*YOUR ASSIGNMENT*.
In the entries below, find each line with the string "coordinates" and copy it.

┏━━

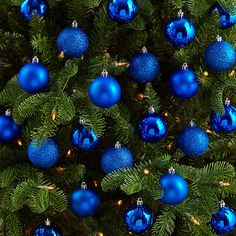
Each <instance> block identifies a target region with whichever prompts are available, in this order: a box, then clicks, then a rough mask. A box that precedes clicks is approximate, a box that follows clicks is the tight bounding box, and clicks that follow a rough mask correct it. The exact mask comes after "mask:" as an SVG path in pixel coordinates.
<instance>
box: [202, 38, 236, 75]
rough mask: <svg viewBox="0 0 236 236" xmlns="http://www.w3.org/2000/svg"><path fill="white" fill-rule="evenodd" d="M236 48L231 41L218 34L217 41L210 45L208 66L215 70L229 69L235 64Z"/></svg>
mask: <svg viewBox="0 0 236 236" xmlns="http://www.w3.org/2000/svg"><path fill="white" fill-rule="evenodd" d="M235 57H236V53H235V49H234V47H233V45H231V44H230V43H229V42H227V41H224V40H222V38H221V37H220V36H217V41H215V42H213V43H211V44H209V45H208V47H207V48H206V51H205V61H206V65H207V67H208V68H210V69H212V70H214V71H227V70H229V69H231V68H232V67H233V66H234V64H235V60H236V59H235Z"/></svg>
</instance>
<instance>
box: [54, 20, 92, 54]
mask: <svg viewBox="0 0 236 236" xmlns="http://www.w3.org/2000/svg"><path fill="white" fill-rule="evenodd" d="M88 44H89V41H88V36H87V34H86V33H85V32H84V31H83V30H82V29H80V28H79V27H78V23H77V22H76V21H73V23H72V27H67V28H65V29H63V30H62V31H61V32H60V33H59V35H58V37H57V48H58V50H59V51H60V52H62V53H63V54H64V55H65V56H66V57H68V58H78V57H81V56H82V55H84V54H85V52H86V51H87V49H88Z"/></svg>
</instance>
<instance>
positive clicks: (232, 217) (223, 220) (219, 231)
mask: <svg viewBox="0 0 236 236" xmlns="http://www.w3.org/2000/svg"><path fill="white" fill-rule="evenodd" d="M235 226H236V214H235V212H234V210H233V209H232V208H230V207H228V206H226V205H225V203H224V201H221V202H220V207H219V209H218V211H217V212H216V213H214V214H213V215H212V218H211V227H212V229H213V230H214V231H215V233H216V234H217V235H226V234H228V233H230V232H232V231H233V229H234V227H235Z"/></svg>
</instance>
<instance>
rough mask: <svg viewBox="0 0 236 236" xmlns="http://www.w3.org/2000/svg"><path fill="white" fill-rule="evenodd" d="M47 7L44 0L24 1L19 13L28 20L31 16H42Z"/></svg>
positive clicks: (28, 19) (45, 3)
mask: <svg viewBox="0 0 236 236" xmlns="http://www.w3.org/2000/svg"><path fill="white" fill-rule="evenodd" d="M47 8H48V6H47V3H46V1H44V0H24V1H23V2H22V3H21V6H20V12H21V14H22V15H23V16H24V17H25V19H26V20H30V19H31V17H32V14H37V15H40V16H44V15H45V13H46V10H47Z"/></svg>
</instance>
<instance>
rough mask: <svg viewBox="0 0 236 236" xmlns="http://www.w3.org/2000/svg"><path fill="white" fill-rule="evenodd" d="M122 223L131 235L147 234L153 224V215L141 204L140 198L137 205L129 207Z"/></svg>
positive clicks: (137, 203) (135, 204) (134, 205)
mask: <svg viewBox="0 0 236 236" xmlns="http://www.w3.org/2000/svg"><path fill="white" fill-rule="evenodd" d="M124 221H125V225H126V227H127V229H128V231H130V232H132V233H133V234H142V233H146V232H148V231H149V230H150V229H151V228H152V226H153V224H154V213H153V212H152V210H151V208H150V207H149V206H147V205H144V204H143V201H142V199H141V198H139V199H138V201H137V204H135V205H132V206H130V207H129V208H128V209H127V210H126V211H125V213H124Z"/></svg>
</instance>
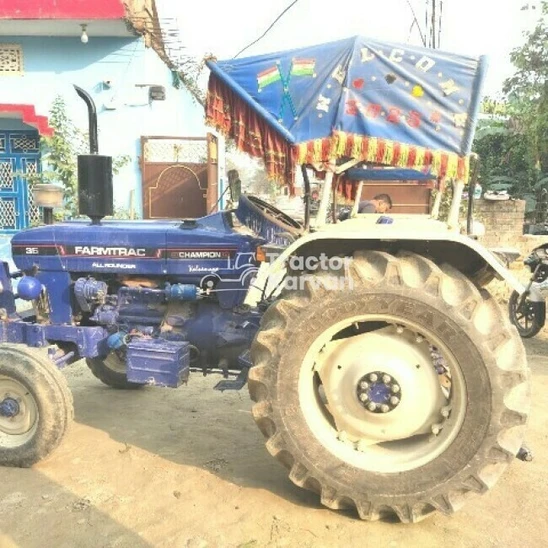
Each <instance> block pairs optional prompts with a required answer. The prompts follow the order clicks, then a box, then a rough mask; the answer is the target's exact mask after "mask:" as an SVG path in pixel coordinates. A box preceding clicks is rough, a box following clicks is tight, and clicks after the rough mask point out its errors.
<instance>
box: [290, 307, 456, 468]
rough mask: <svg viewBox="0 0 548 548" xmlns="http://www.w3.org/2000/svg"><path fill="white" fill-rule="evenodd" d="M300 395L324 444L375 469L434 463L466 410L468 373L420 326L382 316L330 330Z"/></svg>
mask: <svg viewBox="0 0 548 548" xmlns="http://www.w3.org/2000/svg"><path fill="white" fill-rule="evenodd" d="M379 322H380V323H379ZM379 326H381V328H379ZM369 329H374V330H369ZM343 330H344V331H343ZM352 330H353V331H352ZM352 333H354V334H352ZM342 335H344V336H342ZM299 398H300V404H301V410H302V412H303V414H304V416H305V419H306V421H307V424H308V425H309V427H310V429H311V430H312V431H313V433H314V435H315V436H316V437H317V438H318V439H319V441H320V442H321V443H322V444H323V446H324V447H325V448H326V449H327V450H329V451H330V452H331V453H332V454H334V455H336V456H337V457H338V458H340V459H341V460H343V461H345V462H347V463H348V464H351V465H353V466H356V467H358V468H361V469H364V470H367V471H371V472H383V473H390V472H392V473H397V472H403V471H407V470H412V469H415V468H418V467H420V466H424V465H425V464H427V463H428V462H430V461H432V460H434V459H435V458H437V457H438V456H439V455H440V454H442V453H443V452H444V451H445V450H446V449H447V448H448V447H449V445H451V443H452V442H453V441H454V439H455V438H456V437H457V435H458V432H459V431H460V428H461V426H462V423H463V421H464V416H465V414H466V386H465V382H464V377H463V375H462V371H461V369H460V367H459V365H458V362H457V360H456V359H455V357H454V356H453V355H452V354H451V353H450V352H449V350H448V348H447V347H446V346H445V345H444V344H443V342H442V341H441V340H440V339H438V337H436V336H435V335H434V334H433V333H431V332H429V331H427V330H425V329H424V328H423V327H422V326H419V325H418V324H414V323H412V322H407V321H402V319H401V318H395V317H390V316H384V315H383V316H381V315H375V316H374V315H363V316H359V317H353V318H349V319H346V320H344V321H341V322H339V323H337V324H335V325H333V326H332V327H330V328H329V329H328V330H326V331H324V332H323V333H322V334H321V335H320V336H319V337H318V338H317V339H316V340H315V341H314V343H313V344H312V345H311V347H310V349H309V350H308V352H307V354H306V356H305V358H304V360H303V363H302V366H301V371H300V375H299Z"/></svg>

┗━━

*RESULT FOR THIS EXERCISE*.
Each <instance> block identifies a target region with whichever prompts are available, in this order: a box, then clicks, then a rough mask. A box that precedes clicks is approximate, a box that follows clicks is the tight bounding box, and clicks that follow a rough mask correct it. The exact mask comes after "mask:" as an SVG path in pixel coordinates.
Each <instance> block pairs optional prompts with a required answer. The prompts follow the order clicks, then a box, then a rough mask; the answer is the target's exact mask after "mask:" as an SVG path in pixel coordinates. A box preceding clicks is rough, a box following clicks is tight, and clicks after the rough mask point out its errors.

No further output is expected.